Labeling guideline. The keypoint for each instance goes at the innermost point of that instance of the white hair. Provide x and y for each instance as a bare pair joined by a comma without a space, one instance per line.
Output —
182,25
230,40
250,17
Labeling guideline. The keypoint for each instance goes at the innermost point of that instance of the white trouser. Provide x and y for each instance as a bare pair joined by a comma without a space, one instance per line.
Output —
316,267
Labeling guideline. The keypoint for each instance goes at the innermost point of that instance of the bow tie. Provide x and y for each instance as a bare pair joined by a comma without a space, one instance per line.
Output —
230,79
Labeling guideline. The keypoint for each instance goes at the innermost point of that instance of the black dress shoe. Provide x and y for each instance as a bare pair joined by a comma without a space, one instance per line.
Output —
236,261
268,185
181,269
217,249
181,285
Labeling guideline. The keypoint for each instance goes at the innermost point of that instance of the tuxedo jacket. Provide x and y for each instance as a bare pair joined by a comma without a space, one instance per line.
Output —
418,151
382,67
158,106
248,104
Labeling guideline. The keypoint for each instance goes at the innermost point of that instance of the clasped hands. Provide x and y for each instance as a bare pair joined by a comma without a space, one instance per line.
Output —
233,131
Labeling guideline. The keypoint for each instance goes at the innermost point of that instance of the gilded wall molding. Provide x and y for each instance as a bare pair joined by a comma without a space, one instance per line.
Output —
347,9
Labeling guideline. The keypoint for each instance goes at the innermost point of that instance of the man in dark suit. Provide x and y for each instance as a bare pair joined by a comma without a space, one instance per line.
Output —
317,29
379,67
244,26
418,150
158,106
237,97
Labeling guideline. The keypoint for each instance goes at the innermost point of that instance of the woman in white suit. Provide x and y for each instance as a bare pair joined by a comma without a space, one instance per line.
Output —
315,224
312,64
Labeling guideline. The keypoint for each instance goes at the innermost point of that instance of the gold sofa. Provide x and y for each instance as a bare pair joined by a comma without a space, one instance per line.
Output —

**EXERCISE:**
After reading through the material, report every line that holds "suit".

**SOLUTION FOR THIS PROBLEM:**
Labeling guideline. The keypoint for each instance goes at the innermost point of that instance of the man in dark suit. Provide x and y for each instance as a bare pair joined by a comma without a space, one instance per line.
Labeling guideline. The keypoint for each instance goes at the innermost point of that instance of the woman in white suit. Provide x and y for each instance as a bare pair joined by a comma without a space, one instance per line.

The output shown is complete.